- **Task objective**
Set down word for word each line from the one containing "Ground-truth verification: the overhead" through the end of the records, both included. Do not copy any pictures.

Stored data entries
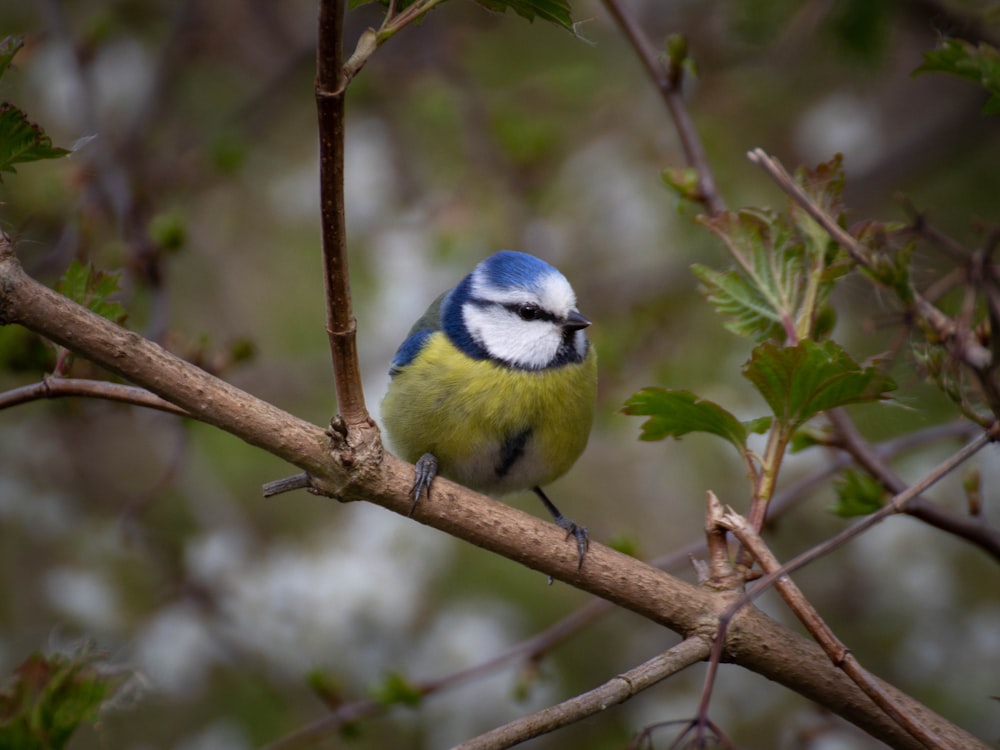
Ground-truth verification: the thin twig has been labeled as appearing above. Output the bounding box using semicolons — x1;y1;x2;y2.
316;0;369;426
748;147;993;372
696;430;993;750
827;409;1000;562
600;0;725;216
713;498;948;750
451;637;712;750
0;377;190;417
263;598;612;750
746;430;991;603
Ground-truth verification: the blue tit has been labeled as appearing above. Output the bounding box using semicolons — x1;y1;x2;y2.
381;250;597;566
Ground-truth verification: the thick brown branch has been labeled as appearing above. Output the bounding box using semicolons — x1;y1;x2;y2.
0;240;331;478
716;501;949;750
0;240;985;750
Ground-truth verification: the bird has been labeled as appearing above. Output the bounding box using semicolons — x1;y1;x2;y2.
381;250;597;567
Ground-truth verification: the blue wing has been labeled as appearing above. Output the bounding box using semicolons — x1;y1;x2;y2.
389;290;448;374
390;328;435;373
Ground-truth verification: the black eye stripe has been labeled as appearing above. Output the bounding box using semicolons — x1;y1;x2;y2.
503;302;557;323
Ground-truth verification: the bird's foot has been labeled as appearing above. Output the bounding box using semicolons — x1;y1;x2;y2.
533;486;588;570
409;453;438;517
556;516;589;571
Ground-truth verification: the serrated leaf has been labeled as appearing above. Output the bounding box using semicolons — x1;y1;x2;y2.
790;155;847;264
915;38;1000;114
697;157;850;343
692;262;787;341
696;208;809;342
473;0;573;31
0;103;70;181
830;468;887;517
0;36;24;81
622;388;750;453
742;340;896;430
55;261;128;326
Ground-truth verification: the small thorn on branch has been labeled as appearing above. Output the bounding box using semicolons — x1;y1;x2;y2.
263;472;313;497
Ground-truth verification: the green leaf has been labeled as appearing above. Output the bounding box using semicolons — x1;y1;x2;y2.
0;103;70;181
831;468;887;517
692;261;787;341
622;388;750;453
370;672;422;708
915;38;1000;114
0;651;114;750
55;261;128;326
148;211;187;253
745;415;773;435
661;166;701;203
696;157;851;343
473;0;573;31
789;155;846;258
306;670;342;707
696;208;807;342
789;424;828;453
742;340;896;430
0;36;24;81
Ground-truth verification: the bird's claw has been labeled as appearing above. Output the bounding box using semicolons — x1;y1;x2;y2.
557;518;589;571
409;453;438;517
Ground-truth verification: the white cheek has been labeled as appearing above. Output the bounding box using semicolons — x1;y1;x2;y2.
463;305;560;369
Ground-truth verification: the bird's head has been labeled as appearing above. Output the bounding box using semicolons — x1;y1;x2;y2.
443;250;591;370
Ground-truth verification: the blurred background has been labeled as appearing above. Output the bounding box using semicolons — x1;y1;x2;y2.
1;0;999;748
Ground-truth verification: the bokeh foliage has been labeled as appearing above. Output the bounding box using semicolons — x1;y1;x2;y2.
2;1;1000;748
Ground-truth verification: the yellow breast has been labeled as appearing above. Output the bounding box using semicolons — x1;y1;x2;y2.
381;332;597;494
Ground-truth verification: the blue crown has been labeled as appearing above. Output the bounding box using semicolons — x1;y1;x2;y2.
476;250;558;295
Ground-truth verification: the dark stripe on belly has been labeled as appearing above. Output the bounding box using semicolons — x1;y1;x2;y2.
496;428;532;479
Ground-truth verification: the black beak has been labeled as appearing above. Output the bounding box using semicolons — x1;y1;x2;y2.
564;310;591;331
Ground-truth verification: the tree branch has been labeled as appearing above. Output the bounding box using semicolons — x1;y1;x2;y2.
316;0;370;427
827;409;1000;563
714;499;949;750
454;637;712;750
601;0;725;216
748;148;994;374
0;377;189;417
0;237;331;477
0;236;986;750
265;598;612;749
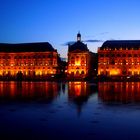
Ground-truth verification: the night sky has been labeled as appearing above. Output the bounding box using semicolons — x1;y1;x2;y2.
1;0;140;57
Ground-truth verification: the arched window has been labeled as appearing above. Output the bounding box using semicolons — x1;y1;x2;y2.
71;72;74;75
81;71;84;74
76;71;80;75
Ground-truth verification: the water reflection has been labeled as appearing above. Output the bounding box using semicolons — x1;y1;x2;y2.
68;82;97;114
0;81;98;113
0;82;60;102
0;81;97;102
98;82;140;103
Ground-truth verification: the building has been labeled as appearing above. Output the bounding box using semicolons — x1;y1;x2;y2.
98;40;140;80
0;42;61;80
67;33;97;79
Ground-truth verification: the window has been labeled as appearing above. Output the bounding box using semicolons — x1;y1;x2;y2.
48;54;52;58
110;59;115;65
100;54;104;57
122;54;126;57
81;71;84;74
123;60;126;65
117;54;121;57
111;54;115;57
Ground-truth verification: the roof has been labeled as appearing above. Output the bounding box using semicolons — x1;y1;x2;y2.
101;40;140;50
68;41;88;52
0;42;56;52
77;33;81;38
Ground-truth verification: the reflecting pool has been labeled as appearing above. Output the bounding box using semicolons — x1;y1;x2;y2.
1;82;140;140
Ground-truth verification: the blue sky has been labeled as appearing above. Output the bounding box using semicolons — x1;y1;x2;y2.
1;0;140;57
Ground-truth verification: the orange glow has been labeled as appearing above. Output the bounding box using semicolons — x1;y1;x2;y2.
0;71;2;75
98;82;140;102
68;82;90;102
67;53;89;78
75;61;81;66
75;83;81;96
110;69;120;76
0;82;59;99
0;51;60;80
50;71;53;74
98;47;140;78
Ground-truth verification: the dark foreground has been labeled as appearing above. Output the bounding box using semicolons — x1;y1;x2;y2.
0;82;140;140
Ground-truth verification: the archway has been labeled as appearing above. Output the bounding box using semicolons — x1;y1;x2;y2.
76;71;80;76
81;71;85;75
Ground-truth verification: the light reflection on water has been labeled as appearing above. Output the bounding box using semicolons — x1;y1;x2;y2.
98;82;140;103
1;82;140;140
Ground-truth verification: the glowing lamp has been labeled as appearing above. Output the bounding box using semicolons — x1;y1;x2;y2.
75;61;81;66
110;69;120;76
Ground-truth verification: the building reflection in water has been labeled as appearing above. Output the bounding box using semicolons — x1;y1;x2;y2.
98;82;140;103
0;82;60;102
68;82;97;115
0;81;98;113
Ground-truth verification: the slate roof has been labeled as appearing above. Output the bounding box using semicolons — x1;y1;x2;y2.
68;41;88;52
0;42;56;52
101;40;140;50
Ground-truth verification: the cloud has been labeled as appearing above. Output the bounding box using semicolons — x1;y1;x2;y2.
100;32;109;35
61;41;75;46
84;40;103;43
62;39;103;46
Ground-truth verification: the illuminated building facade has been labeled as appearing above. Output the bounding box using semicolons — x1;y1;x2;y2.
98;40;140;80
67;33;97;79
0;42;61;80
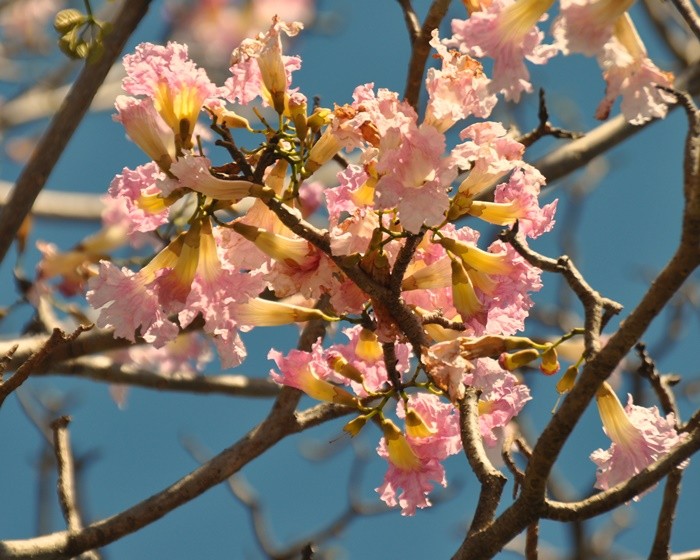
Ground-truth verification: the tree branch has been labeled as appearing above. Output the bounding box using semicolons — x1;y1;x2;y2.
0;399;353;559
403;0;451;109
458;388;507;536
0;326;90;409
45;357;280;398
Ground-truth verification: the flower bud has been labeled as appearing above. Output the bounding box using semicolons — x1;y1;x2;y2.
343;415;369;437
499;348;539;371
540;347;560;375
556;365;578;394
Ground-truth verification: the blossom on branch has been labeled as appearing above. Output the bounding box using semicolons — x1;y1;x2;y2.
590;383;688;499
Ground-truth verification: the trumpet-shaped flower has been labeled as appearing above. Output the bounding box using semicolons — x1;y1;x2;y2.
113;96;175;169
168;153;259;201
268;341;358;406
122;41;219;147
591;386;688;499
469;358;532;446
447;0;558;102
553;0;636;56
595;15;675;125
376;394;462;515
87;261;179;347
226;18;303;108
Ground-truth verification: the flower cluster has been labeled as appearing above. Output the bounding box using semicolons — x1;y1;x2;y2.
32;2;685;516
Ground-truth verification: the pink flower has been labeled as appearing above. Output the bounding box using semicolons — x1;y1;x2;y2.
268;341;358;406
122;42;219;146
447;0;558;102
177;219;266;368
591;385;688;499
325;164;372;223
451;121;525;205
469;358;532;447
375;124;457;233
376;394;462;515
553;0;635;57
595;22;675;125
489;166;557;238
424;30;496;132
226;18;303;109
107;163;171;235
168;153;257;201
113;96;175;168
331;84;417;151
87;261;179;347
328;325;411;395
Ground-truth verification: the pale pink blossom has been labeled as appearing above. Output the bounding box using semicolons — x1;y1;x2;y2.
469;358;531;447
425;30;496;132
328;325;411;395
113;96;175;168
490;166;557;238
268;340;358;406
329;209;379;257
553;0;635;56
451;122;525;203
87;261;179;347
376;394;462;515
122;42;219;144
596;36;675;125
325;165;372;223
168;153;257;201
375;124;457;233
226;18;303;107
331;84;417;152
447;0;558;102
108;163;171;235
591;389;688;499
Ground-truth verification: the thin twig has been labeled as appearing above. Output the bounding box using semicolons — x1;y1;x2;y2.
517;89;584;149
525;522;539;560
0;326;90;408
501;223;622;358
403;0;451;109
51;417;81;533
396;0;421;44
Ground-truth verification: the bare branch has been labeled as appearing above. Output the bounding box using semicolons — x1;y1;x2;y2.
0;399;353;559
46;357;280;398
0;326;90;409
458;387;507;536
649;469;683;559
501;224;622;358
403;0;451;109
396;0;421;44
51;417;81;534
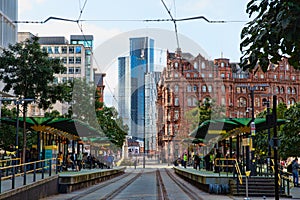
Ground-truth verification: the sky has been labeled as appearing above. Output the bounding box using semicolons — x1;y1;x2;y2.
18;0;250;105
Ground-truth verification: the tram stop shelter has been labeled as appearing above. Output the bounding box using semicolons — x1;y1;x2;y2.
0;117;104;161
189;117;286;161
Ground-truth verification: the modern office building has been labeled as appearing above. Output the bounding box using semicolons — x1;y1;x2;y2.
118;37;155;149
0;0;17;51
17;33;97;116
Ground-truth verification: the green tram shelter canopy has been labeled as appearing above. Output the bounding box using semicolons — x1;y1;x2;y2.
0;117;103;141
189;117;286;141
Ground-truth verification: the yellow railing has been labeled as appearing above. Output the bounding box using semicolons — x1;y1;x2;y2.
0;158;21;167
214;158;243;184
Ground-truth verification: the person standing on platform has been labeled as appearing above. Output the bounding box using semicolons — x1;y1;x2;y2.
183;152;188;168
292;158;299;187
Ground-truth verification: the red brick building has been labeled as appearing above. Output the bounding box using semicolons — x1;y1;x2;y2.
156;50;300;163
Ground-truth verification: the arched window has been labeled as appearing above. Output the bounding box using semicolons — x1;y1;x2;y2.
280;87;284;94
201;62;206;69
202;85;207;92
287;87;291;94
194;62;198;69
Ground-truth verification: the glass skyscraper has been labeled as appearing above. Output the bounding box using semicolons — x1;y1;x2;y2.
118;37;154;141
0;0;17;51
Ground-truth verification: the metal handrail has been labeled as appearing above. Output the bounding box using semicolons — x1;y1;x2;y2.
214;158;243;184
0;158;58;193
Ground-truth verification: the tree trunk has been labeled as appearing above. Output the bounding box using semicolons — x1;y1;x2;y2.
22;104;27;165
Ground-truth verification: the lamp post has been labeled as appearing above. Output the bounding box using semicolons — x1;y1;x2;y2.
263;99;271;175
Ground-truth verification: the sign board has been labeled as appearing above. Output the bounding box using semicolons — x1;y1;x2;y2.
242;138;250;146
250;122;256;136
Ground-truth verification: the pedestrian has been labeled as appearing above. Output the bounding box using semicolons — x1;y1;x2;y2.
77;151;83;171
57;152;63;172
183;152;188;168
292;158;299;187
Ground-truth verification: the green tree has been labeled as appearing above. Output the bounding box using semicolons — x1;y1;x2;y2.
198;98;226;125
240;1;300;71
279;102;300;158
0;36;67;163
96;106;128;148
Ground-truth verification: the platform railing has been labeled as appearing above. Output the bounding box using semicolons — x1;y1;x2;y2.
0;158;58;193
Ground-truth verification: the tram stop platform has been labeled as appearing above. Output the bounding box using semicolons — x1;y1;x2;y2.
174;166;300;199
0;167;126;200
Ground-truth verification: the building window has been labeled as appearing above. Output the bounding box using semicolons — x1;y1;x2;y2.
186;73;190;78
75;57;81;64
274;75;277;80
193;85;197;92
42;46;47;52
69;46;74;54
174;85;179;93
260;74;264;79
292;76;296;81
187;97;192;106
194;62;198;69
75;68;81;74
174;110;179;120
75;46;82;54
174;62;178;68
62;46;67;54
201;62;205;69
287;87;291;94
221;85;225;93
174;97;179;106
208;85;212;92
209;73;213;78
68;67;75;74
54;46;60;54
61;57;67;64
194;73;198;78
255;97;260;107
201;73;205;78
238;97;247;108
280;87;284;94
221;62;225;67
187;85;192;92
47;47;53;54
202;85;207;92
221;73;225;78
174;73;179;78
193;97;198;106
69;57;74;64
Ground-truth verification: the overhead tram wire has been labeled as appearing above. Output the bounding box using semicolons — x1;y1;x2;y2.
13;16;247;24
160;0;180;50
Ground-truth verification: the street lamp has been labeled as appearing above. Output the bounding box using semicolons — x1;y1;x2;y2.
263;99;271;175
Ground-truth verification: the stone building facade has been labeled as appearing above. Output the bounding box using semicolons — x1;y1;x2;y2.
156;50;300;163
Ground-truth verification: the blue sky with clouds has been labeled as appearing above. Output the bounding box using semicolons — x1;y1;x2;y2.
18;0;249;62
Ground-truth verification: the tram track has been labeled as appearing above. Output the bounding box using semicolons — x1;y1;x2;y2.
164;168;204;200
64;170;143;200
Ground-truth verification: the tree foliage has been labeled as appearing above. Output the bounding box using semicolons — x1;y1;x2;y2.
240;0;300;71
0;36;67;163
279;102;300;158
96;106;128;148
198;98;226;125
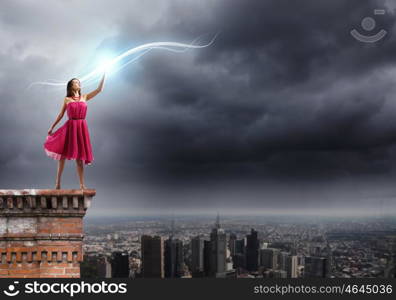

- **Response area**
Ground-truth verification: the overhead tram wire has been labeled as appearing above. Output the bounding box using semicolons — x1;y1;x2;y2.
13;16;247;24
160;0;180;50
Ground-truth verification: the street lamp has been labeled as appearing above. Output the bounding box using semicolons — x1;y1;x2;y2.
263;99;271;175
Ground-truth verification: the stone building facade has been labeled as appearing above. Output the bounding box using semicolons — x1;y1;x2;y2.
156;50;300;163
Ground-truth verification: the blue sky with clouds has been labeled as appearing above. Output the bounding box using semicolons — x1;y1;x2;y2.
18;0;249;62
Ground-truth verification: the tram track has been labeled as appearing above. Output the bounding box using semicolons — x1;y1;x2;y2.
164;168;204;200
64;170;143;200
Ground-truth verification: the tree foliage has been labeled as appearing above. Output the bounding box using semicolons — x1;y1;x2;y2.
240;0;300;71
0;36;67;163
279;102;300;158
96;106;128;148
198;98;226;125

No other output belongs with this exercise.